**Arbeitsauftrag 1**: Wie bezeichnet der Text zum Karfreitag den ersten Teil des Themas?
**Arbeitsauftrag 2**: Fasse den Absatz des Textes zum Karfreitag, der mit „Vor einigen Jahren“ beginnt, als kurze Liste zusammen und behalte dabei seine wichtigsten Fakten.

**Quellenauszug**:
________________________________________

Donnerstag, 17. April 2014

Das Kreuz - Gedanken zum Karfreitag (Teil 2)

Während der erste Teil dieses Thema ziemlich theoretisch und theologisch war, dann geht es im zweiten Teil um eine gewaltige persönliche Herausforderung. Sie geht “unter die Haut”, wenn man sie richtig begriffen hat.

Vor einigen Jahren hatte es mich kurz vor Weihnachten umgehauen, und ich war zwei lang Wochen krank. An dem schlimmsten Tag meiner Krankheit befand ich mich mit Fieber in einer Art “Dämmerzustand”. Mein Verstand funktionierte nicht mehr in der üblichen Weise und trotzdem, oder vielleicht sogar gerade deshalb, erreichte meine Sinne ein Bild, das mich seitdem nicht mehr losgelassen hat. Ich kannte die Geschichte von der Kreuzigung sehr gut und war imstande, alle Einzelheiten und Aussagen wiederzugeben. Trotzdem kam es mir so vor, dass ich an diesem Tag zum ersten Mal erfasst habe, was “Vergebung” wirklich bedeutet.

________________________________________

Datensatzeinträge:
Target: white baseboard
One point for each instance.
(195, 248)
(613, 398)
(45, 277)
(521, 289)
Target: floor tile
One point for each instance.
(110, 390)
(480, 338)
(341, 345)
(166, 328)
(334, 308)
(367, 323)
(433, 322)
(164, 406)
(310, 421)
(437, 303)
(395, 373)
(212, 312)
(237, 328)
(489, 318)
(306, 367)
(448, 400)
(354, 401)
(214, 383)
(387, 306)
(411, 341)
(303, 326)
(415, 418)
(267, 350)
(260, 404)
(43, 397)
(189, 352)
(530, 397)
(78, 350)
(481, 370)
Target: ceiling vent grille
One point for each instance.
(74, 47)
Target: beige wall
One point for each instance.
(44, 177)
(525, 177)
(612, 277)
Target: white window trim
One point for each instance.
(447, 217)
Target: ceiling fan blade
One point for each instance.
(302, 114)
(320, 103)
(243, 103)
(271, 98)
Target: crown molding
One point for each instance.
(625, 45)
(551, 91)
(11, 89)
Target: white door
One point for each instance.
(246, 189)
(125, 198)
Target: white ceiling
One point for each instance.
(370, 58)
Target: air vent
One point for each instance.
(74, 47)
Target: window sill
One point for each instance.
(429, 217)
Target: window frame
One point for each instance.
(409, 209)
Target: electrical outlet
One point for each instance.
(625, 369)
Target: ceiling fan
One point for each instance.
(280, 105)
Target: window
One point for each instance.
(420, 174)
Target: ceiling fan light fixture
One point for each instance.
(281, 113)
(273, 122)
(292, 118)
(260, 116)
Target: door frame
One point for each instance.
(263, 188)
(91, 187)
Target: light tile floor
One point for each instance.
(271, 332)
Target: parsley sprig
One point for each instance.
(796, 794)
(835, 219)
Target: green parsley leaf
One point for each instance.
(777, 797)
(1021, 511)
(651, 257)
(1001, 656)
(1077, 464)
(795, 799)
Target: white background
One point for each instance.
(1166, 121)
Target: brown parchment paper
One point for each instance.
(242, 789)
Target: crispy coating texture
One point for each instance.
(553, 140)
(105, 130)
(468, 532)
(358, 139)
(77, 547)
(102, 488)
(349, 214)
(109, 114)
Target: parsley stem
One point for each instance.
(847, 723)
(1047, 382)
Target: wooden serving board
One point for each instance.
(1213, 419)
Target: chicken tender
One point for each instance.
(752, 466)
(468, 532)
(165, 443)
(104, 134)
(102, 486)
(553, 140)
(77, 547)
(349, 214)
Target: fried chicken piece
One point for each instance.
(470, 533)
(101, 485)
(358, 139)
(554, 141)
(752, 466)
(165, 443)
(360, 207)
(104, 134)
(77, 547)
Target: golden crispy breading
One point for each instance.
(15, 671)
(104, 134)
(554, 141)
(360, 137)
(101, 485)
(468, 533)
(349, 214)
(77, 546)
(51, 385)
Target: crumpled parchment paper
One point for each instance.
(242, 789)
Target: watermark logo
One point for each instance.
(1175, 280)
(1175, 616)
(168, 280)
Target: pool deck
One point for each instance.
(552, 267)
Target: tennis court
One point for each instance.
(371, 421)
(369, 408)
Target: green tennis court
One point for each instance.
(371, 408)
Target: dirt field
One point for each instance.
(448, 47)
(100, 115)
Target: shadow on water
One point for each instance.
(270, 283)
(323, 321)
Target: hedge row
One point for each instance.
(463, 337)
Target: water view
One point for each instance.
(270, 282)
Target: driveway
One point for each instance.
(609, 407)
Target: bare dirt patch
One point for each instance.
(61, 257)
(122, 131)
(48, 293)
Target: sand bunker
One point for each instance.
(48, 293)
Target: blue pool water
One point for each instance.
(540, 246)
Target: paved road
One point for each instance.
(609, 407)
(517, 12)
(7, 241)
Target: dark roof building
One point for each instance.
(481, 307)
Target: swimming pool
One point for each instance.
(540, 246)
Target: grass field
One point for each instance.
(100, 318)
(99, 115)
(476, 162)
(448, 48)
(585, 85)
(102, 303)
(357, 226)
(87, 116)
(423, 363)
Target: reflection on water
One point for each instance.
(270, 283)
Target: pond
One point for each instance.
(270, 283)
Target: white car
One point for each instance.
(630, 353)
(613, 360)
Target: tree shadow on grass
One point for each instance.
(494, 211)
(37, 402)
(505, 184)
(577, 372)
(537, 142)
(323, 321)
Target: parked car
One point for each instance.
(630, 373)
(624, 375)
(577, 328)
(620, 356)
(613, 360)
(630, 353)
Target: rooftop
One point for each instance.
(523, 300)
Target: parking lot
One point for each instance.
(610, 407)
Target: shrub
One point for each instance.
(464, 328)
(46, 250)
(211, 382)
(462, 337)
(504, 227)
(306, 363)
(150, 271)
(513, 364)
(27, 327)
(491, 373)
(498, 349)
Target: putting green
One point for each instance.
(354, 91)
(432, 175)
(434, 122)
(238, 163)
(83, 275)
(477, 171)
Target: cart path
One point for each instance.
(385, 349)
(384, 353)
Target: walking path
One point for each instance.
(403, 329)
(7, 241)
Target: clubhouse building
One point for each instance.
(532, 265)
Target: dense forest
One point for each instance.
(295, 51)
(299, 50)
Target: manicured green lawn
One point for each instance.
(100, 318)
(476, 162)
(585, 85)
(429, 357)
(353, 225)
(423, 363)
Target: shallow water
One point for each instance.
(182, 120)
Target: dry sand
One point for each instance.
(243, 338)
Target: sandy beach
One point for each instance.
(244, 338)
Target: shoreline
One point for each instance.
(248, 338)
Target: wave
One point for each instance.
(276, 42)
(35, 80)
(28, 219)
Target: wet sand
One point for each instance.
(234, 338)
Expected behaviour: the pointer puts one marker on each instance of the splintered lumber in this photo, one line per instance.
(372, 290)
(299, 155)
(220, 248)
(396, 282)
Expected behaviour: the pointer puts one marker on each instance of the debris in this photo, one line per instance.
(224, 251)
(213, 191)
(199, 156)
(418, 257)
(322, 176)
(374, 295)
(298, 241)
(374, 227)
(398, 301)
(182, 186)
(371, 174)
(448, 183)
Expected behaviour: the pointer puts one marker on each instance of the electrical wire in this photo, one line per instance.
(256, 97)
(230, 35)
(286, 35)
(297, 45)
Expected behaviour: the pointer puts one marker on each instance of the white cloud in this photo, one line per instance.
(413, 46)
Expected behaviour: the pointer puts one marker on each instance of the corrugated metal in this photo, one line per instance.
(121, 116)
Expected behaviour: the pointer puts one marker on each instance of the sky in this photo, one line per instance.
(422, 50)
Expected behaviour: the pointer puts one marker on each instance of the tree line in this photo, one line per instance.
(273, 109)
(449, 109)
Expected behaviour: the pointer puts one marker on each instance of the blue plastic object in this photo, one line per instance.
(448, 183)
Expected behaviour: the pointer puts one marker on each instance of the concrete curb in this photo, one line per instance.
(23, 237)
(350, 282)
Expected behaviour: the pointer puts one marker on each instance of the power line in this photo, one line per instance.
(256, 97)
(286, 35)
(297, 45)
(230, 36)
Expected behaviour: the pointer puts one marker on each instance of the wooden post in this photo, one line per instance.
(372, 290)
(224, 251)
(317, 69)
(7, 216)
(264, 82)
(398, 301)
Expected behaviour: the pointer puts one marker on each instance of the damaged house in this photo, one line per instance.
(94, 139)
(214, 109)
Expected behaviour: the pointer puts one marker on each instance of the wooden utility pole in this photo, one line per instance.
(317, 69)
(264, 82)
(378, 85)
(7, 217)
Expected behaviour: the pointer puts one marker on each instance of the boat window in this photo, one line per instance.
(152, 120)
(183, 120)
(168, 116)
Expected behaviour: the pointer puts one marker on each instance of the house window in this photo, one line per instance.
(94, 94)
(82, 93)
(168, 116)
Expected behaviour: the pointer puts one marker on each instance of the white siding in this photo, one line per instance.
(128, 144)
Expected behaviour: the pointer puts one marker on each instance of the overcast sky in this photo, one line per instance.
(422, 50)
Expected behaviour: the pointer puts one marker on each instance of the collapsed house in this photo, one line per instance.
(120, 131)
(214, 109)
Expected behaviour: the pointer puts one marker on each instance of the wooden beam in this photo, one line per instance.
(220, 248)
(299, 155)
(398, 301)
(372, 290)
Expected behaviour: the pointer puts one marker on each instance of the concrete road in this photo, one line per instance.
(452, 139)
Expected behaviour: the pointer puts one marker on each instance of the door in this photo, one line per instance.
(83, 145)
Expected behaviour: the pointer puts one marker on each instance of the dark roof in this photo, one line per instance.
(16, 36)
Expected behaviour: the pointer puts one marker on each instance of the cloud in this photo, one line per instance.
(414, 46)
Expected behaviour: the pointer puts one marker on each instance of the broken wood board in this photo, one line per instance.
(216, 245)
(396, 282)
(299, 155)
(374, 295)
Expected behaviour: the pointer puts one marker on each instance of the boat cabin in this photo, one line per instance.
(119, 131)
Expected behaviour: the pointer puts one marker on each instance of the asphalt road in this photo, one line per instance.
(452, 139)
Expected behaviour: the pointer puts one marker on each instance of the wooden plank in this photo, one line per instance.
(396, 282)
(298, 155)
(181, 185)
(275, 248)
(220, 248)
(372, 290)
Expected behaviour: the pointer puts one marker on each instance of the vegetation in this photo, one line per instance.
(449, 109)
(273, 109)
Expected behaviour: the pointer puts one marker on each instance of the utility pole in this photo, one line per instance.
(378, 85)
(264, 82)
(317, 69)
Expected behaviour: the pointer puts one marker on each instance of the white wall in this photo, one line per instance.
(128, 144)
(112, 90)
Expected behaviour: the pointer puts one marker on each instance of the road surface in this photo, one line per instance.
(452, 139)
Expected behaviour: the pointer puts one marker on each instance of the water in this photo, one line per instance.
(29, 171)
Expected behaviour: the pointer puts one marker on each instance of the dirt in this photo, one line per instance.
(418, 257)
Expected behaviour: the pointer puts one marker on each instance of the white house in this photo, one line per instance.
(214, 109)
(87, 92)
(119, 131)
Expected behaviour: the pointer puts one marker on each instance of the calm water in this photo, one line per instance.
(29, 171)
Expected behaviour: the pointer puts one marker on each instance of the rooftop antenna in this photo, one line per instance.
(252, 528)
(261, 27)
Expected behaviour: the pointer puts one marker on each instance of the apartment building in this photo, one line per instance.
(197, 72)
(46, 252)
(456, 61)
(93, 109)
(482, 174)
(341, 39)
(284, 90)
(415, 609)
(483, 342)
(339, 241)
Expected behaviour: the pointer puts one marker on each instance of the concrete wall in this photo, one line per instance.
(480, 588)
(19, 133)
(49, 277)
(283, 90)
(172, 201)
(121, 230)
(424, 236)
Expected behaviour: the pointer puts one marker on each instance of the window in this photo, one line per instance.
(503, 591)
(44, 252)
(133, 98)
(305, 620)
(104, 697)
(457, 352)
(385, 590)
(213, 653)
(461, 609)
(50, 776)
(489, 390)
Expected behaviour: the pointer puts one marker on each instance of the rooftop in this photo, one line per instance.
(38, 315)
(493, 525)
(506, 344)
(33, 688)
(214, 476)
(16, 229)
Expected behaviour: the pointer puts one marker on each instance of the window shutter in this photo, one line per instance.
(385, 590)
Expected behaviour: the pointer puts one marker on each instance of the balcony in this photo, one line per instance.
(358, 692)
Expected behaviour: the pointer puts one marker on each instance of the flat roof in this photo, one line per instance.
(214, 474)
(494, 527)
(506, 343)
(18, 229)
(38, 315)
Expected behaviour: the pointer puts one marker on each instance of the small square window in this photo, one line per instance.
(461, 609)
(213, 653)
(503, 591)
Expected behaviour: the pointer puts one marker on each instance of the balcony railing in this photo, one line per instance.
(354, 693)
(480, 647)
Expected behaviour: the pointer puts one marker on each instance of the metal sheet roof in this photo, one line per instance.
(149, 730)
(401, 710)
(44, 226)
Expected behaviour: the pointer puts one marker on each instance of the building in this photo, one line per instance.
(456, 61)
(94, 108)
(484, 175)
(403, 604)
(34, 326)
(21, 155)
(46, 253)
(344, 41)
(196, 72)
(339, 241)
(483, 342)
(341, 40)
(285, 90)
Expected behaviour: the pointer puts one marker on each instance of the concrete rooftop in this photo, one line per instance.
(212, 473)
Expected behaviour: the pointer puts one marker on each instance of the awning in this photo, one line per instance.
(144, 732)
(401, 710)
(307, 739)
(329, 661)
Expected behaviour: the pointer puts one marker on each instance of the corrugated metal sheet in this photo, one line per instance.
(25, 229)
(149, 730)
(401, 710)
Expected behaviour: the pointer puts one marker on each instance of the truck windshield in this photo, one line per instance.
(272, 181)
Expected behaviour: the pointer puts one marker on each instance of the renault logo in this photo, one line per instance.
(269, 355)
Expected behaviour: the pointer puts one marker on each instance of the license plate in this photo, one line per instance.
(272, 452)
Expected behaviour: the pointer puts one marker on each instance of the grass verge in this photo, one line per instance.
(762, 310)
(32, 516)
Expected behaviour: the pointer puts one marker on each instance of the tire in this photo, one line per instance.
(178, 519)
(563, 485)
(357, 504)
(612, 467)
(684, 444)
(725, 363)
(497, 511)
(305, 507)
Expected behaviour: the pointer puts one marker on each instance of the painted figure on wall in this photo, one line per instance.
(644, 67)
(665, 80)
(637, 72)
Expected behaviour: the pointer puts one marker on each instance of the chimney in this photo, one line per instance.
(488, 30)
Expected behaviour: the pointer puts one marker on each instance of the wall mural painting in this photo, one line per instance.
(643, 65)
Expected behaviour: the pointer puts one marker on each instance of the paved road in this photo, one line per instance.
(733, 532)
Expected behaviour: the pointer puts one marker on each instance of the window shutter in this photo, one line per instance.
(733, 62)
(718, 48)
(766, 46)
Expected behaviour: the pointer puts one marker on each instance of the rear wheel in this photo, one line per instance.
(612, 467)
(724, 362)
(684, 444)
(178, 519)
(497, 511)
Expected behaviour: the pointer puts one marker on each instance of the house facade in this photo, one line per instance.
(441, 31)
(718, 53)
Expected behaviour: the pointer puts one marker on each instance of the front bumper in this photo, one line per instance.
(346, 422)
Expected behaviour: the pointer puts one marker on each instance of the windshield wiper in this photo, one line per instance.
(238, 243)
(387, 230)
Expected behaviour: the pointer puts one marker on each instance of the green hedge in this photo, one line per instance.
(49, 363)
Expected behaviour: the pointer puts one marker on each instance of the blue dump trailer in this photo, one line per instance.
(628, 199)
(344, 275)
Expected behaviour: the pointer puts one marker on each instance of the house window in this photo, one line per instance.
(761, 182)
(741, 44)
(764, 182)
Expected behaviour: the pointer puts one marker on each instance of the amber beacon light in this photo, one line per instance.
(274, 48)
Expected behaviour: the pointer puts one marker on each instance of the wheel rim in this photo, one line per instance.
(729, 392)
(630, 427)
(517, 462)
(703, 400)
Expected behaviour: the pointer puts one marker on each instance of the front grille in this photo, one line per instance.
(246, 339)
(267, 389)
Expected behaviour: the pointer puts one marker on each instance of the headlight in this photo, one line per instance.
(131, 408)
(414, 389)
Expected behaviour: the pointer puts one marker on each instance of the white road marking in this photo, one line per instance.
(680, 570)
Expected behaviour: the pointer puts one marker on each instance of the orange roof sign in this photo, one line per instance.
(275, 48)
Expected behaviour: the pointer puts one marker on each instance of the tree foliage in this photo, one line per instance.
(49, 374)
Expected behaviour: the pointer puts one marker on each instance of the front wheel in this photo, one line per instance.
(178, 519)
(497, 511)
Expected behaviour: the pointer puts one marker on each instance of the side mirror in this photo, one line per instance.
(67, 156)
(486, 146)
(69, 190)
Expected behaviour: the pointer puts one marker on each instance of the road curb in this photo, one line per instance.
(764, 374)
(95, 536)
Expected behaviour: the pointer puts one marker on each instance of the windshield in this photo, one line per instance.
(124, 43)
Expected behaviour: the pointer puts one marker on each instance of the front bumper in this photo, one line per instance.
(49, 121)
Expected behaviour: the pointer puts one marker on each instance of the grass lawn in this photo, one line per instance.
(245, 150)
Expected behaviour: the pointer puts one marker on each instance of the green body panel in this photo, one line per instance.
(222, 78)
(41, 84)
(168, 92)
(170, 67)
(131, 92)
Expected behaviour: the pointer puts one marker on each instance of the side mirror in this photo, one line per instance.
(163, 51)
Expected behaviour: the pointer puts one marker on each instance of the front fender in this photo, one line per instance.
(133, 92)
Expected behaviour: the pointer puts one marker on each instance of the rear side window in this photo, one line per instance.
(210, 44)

________________________________________

**Lösung 1**: Als ziemlich theoretisch und theologisch.

**Lösung 2**:
- Vor einigen Jahren kurz vor Weihnachten zwei Wochen lang krank
- Am schlimmsten Tag mit Fieber in einer Art „Dämmerzustand“, der Verstand arbeitete nicht wie üblich
- Dabei erreichte ein Bild die Sinne, das seitdem nicht mehr losgelassen hat
- Die Geschichte der Kreuzigung war bis in alle Einzelheiten bekannt
- Trotzdem an diesem Tag zum ersten Mal erfasst, was „Vergebung“ wirklich bedeutet